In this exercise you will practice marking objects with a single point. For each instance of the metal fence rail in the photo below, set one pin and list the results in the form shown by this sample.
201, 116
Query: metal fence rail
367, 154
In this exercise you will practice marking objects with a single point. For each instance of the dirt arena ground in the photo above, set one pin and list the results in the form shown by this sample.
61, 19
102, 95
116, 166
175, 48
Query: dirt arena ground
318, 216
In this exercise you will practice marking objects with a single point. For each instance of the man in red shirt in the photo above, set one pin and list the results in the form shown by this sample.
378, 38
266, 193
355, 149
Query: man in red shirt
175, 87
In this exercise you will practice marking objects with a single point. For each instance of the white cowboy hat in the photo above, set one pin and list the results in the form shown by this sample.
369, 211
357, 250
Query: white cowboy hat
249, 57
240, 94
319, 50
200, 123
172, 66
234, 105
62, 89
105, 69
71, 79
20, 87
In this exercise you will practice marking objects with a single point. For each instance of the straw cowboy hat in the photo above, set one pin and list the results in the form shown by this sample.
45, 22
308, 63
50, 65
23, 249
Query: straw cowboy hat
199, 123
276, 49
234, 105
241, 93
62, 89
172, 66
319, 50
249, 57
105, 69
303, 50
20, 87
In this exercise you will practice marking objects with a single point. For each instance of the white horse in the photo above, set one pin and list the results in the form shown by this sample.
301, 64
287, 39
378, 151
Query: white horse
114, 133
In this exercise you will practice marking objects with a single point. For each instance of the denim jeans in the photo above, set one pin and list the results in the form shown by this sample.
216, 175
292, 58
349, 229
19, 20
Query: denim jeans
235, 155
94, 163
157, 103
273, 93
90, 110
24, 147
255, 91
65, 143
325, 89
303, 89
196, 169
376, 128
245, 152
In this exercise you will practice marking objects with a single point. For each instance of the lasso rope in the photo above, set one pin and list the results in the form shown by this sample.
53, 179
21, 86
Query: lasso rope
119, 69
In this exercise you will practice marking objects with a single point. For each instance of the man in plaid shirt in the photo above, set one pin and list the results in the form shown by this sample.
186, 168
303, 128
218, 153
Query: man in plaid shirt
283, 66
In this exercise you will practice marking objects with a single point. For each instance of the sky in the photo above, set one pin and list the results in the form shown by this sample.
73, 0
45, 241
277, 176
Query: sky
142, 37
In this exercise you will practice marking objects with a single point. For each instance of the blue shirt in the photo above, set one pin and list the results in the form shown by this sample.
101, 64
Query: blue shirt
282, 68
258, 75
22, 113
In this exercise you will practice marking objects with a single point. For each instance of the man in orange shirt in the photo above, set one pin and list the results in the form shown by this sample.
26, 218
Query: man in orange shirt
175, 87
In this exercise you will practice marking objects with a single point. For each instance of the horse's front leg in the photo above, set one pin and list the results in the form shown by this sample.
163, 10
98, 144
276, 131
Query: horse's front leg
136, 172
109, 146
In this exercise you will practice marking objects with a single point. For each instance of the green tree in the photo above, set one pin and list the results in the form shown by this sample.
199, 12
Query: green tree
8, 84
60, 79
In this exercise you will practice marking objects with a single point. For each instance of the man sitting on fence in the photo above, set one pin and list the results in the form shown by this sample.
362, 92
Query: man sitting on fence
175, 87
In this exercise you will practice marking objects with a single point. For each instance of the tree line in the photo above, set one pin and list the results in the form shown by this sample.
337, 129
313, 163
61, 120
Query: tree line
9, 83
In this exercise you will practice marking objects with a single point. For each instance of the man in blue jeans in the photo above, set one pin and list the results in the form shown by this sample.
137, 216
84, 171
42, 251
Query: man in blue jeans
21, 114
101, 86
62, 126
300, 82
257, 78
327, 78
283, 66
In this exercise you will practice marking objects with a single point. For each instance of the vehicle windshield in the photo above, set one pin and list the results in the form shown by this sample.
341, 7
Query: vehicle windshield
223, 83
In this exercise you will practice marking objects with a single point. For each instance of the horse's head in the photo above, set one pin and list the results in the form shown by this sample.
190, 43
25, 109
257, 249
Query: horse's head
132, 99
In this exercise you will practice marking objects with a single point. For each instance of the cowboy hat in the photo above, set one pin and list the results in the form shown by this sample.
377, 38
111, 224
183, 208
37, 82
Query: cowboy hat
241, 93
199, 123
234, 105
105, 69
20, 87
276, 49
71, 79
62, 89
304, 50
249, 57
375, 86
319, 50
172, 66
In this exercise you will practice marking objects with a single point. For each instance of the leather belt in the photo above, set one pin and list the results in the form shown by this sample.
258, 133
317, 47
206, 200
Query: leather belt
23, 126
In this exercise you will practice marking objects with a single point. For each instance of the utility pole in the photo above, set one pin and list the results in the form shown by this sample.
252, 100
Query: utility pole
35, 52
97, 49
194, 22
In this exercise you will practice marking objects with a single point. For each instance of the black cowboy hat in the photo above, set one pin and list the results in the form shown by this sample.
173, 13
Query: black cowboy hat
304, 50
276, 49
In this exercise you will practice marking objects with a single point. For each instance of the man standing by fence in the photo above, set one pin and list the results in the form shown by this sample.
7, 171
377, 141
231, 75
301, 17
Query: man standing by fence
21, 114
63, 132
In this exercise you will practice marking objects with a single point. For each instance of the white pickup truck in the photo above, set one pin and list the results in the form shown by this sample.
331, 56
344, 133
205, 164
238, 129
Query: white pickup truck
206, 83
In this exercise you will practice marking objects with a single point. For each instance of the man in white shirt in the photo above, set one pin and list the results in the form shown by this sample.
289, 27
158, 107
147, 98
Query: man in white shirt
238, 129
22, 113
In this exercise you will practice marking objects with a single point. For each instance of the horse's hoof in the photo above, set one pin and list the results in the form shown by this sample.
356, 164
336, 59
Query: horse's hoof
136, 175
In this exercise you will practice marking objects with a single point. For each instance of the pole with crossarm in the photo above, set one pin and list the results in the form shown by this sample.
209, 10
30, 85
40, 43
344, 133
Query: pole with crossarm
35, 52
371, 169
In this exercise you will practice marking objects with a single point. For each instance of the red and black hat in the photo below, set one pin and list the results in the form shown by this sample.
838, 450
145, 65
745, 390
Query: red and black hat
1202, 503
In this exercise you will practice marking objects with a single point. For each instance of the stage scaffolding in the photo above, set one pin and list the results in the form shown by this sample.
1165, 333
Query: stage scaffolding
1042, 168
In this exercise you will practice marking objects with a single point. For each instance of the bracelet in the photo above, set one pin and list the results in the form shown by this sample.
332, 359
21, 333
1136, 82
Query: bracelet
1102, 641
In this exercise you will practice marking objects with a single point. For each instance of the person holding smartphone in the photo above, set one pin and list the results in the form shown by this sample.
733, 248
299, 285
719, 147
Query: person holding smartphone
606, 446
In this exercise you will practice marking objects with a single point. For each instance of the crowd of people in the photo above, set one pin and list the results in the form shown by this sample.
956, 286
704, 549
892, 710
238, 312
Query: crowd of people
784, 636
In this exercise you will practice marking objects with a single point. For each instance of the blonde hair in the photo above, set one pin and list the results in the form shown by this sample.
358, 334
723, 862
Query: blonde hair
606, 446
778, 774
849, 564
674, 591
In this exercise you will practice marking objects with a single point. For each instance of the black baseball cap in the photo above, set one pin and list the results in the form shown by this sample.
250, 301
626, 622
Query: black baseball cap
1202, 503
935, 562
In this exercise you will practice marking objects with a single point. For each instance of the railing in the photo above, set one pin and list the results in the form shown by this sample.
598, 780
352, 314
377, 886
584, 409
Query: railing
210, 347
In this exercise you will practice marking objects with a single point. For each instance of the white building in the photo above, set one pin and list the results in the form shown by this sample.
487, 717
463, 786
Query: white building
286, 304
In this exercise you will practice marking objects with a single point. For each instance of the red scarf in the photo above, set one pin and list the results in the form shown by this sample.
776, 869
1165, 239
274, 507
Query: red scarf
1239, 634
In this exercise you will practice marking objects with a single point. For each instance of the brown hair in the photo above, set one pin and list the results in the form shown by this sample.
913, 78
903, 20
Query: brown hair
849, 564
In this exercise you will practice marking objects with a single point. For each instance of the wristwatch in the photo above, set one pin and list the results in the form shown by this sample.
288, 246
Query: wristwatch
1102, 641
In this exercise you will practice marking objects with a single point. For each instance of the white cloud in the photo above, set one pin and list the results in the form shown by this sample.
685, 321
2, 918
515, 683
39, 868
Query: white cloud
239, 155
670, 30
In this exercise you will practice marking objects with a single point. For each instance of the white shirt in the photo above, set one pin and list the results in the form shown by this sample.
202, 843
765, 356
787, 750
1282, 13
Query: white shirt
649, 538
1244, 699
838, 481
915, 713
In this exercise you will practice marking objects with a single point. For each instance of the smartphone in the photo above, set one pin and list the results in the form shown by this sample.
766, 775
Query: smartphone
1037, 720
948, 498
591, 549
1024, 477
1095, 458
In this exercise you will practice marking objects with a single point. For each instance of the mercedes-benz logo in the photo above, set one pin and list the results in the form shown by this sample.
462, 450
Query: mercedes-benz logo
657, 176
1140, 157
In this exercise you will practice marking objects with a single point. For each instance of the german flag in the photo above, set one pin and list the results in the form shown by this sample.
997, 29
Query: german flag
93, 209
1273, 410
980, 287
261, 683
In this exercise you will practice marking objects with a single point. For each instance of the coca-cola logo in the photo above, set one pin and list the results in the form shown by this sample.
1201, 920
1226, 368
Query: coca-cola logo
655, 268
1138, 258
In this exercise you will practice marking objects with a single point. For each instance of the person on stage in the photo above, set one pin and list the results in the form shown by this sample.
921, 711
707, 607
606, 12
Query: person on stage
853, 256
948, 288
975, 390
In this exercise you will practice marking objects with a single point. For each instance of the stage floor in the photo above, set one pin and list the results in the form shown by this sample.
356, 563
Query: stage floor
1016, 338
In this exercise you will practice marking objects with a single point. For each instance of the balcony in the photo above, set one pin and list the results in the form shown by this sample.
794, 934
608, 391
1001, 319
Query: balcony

▬▬▬▬▬▬▬▬▬▬

Repeat exactly, and only, the lines from the line with "of the german" through the end of the listing above, both ends included.

[Output]:
In this exercise you will practice marking objects with a single point. For each instance of the german flag in the photo above, set one pin and list the results in the form shown by this sample.
997, 29
Query: german flag
93, 209
1273, 410
980, 287
261, 683
In this exercise you will practice marking objects with a single point. For each instance of the coca-cola logo in the photo above, set one pin and list the results in the form shown by this sample.
1201, 920
1226, 368
Query: coca-cola logo
655, 268
1138, 258
In this exercise you will practice marking objects with a single point. For each instance of the person on stage in the photo above, set one pin and list the results in the form shown by this sample.
921, 711
707, 607
606, 12
Query: person on stage
853, 256
948, 288
975, 390
In this exercise you will practice marking objects with a single point. For each instance of the stage floor in the photo above, set one pin and list the results in the form shown by this sample.
356, 563
Query: stage floor
1016, 338
In this exercise you will practice marking objects with a single point. For each instance of the balcony in the photo above, set one pin and list the results in the form shown by this sample.
794, 934
608, 391
1001, 319
Query: balcony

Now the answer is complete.